Excerpted data
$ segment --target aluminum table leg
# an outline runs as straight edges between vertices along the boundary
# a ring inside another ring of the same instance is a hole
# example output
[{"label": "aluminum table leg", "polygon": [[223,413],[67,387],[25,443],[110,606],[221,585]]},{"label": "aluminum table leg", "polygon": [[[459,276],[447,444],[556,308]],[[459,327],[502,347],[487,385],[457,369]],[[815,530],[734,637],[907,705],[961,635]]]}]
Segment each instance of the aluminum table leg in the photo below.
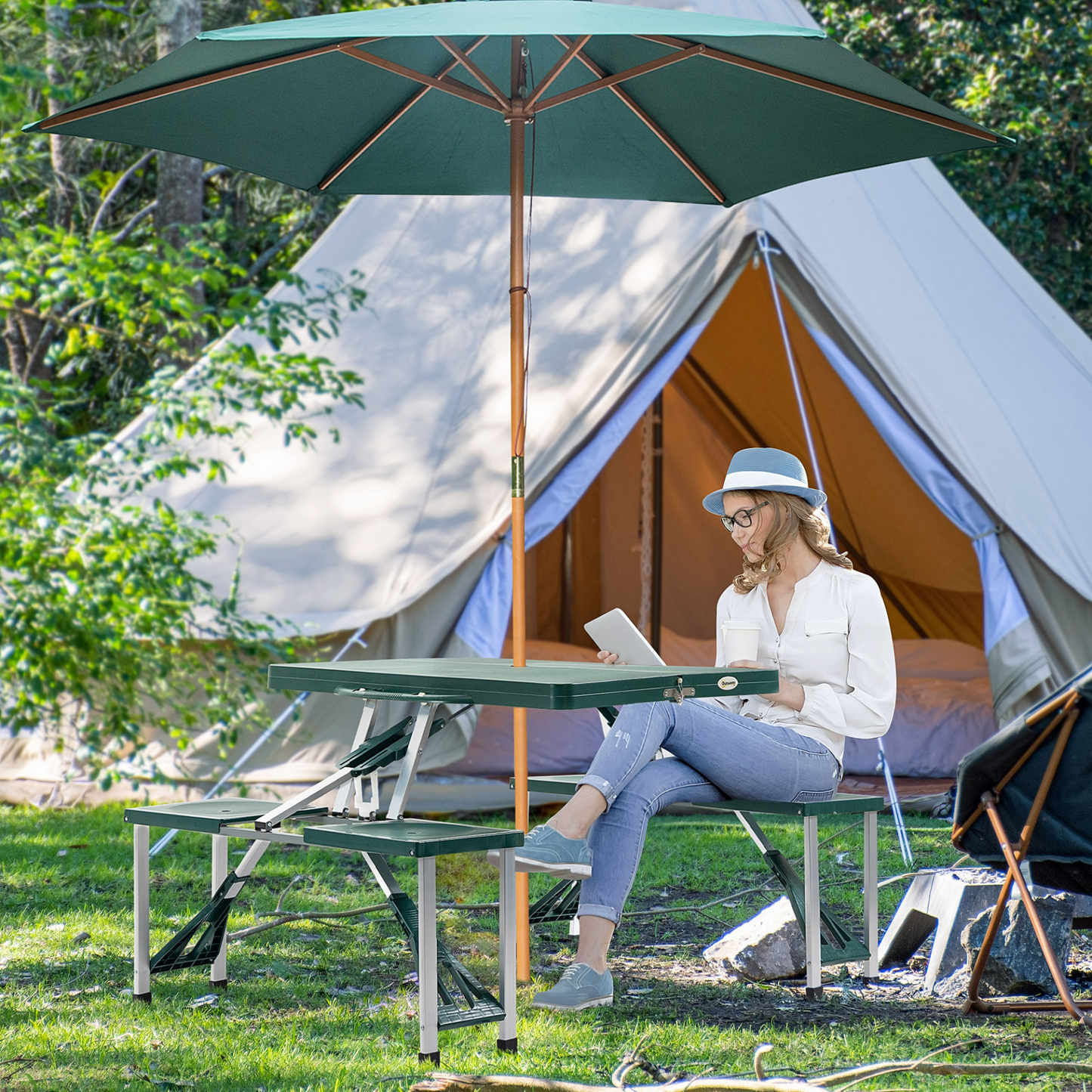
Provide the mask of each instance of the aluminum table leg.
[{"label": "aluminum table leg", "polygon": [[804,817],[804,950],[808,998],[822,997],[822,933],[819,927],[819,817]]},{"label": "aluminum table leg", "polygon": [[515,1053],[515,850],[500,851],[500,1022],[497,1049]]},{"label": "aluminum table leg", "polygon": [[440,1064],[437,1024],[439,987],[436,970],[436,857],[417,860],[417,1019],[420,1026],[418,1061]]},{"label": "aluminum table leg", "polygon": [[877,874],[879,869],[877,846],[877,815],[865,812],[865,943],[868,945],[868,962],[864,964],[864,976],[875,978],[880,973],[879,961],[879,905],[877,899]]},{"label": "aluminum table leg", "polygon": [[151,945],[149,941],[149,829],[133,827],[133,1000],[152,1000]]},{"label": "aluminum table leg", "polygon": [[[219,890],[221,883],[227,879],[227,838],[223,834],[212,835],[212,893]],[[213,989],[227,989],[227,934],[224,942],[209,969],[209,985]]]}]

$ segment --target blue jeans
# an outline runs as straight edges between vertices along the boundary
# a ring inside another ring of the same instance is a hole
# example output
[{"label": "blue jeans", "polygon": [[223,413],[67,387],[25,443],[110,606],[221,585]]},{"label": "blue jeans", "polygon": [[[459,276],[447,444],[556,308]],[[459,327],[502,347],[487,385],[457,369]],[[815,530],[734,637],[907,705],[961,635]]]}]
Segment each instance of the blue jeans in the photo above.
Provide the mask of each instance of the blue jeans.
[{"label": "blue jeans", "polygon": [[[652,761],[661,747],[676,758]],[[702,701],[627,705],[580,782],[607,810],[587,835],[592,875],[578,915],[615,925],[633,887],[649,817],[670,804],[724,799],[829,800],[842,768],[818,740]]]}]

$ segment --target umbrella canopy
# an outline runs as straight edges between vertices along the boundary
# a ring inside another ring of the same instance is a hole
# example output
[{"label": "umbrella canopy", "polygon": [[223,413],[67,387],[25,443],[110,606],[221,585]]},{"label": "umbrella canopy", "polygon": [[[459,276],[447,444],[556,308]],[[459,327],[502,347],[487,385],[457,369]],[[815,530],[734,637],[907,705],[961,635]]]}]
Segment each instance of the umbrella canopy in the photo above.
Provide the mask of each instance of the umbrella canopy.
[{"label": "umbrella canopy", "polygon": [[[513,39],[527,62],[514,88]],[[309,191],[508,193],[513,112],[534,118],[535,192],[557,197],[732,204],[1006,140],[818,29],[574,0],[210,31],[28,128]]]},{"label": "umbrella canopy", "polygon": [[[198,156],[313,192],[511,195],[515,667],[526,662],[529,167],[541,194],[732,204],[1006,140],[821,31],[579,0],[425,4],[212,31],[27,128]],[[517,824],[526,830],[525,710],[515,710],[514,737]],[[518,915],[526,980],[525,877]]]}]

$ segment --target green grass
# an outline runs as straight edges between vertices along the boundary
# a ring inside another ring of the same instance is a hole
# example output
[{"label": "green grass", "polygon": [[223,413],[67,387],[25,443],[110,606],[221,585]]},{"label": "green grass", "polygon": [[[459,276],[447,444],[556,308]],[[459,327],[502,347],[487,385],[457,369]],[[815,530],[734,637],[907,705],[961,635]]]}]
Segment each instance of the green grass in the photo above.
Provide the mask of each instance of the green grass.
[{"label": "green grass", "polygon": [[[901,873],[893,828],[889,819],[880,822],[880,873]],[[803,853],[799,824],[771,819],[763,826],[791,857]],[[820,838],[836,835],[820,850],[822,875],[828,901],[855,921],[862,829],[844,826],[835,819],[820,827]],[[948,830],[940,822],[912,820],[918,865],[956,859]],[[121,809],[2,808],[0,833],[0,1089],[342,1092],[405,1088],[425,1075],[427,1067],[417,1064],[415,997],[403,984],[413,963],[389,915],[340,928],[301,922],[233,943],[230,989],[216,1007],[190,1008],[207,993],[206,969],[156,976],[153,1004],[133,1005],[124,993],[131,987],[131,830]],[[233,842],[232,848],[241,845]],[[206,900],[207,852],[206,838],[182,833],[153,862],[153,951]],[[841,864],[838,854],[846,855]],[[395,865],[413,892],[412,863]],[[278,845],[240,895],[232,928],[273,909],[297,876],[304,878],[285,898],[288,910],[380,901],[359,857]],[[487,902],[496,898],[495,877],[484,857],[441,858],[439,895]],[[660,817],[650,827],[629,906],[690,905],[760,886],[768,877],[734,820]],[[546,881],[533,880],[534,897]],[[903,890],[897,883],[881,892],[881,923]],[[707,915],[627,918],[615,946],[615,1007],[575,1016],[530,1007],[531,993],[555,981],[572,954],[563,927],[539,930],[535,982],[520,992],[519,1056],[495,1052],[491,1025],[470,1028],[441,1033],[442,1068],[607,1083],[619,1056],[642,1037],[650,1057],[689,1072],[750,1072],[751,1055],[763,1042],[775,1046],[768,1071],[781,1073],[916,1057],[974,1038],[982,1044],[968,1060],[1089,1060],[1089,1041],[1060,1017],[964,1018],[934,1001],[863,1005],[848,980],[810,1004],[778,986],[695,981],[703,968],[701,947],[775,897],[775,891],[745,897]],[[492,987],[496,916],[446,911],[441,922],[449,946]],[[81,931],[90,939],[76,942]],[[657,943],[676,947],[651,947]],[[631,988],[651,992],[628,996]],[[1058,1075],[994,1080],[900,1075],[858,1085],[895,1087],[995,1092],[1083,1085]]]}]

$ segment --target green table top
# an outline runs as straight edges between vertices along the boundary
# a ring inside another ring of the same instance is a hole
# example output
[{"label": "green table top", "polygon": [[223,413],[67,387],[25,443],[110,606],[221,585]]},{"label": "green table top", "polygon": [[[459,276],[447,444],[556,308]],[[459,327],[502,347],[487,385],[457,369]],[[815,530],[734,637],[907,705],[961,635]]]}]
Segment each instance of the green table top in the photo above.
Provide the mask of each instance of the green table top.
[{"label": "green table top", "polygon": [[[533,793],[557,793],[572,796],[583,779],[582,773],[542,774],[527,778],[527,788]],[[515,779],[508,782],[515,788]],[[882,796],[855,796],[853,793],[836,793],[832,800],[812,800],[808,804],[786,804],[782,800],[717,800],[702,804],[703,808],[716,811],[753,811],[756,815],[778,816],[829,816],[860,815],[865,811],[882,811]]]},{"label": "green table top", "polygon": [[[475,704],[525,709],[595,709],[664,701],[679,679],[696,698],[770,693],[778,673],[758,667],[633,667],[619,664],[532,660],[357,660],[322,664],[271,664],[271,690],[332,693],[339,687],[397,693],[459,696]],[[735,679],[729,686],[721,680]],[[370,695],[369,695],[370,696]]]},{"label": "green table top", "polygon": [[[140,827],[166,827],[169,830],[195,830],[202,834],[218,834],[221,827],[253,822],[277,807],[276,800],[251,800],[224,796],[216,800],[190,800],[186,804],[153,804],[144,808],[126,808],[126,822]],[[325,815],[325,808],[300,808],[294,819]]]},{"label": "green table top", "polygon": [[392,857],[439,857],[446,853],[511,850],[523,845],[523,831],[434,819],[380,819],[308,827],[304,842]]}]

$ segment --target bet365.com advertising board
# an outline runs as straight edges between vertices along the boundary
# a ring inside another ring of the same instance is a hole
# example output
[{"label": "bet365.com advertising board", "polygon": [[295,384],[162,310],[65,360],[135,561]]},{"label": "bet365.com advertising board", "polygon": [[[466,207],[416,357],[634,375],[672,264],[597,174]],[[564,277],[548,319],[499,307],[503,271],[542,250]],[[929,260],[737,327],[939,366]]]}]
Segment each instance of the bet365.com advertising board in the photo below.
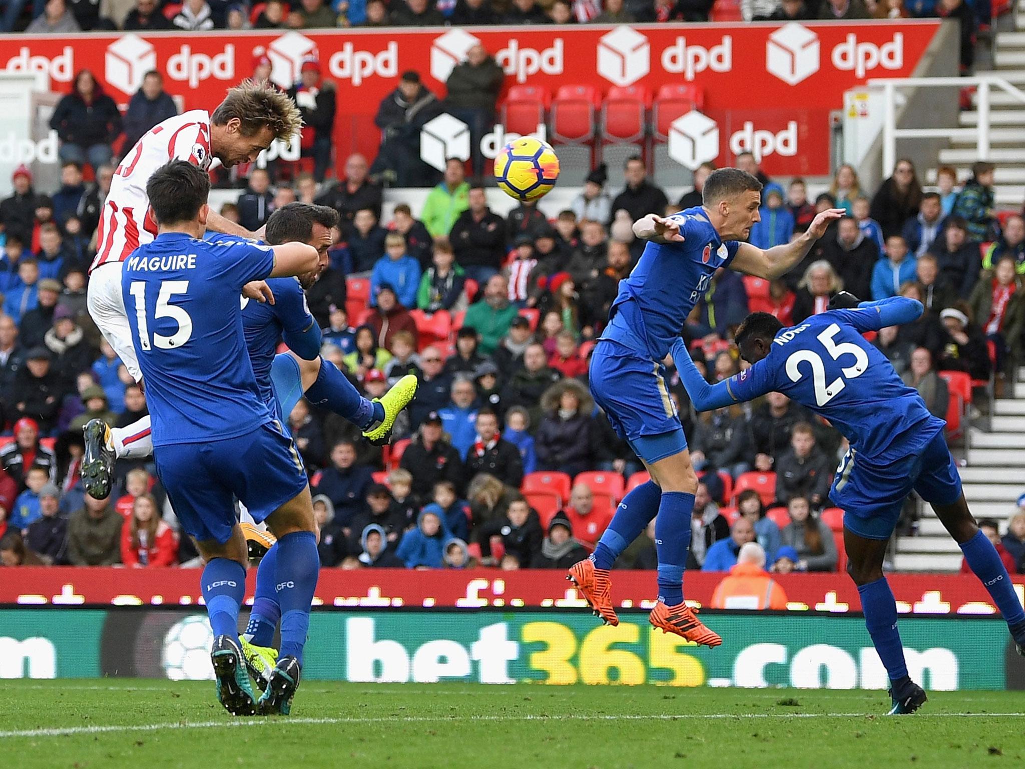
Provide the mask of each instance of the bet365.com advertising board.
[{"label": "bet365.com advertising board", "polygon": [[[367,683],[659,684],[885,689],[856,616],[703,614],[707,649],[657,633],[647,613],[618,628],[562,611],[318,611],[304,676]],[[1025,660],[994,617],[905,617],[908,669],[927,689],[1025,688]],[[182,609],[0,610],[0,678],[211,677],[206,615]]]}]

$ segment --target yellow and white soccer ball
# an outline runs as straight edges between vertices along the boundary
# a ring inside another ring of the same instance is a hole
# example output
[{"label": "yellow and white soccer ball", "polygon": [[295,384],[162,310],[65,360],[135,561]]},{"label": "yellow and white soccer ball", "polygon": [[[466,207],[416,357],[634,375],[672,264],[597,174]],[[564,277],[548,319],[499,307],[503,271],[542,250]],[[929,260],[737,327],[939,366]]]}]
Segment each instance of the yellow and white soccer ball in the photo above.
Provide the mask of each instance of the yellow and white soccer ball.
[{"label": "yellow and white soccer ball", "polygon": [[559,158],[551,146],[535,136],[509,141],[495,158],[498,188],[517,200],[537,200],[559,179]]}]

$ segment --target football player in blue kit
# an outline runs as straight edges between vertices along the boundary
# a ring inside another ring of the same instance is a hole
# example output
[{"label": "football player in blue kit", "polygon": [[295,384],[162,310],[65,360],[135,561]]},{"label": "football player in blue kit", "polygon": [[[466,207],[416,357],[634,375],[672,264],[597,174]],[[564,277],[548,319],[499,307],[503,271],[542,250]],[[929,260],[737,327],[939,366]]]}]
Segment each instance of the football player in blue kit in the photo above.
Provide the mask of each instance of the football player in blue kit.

Directions for this task
Lay out the lines as a Markdown table with columns Index and Text. Start at the line containing "--target bet365.com advertising board", stop after the line containing "Provide the mask of each instance of the bet365.com", and omit blank lines and pictures.

Written solution
| Index | Text |
|---|---|
| 1 | $ segment --target bet365.com advertising board |
| 2 | # an outline runs as straight edges between vertices along the boundary |
| 3 | # a ring inside another ring of the same instance is a hole |
| 4 | # example output |
| 5 | [{"label": "bet365.com advertising board", "polygon": [[295,384],[162,310],[65,360],[135,561]]},{"label": "bet365.com advertising board", "polygon": [[[466,207],[416,357],[634,375],[672,264],[597,174]],[[564,277],[548,319],[499,307],[503,271],[542,250]],[[929,260],[737,327],[939,366]]]}] |
| 6 | Segment each instance of the bet365.com advertising board in the photo below. |
| 7 | Provide the mask of each instance of the bet365.com advertising board. |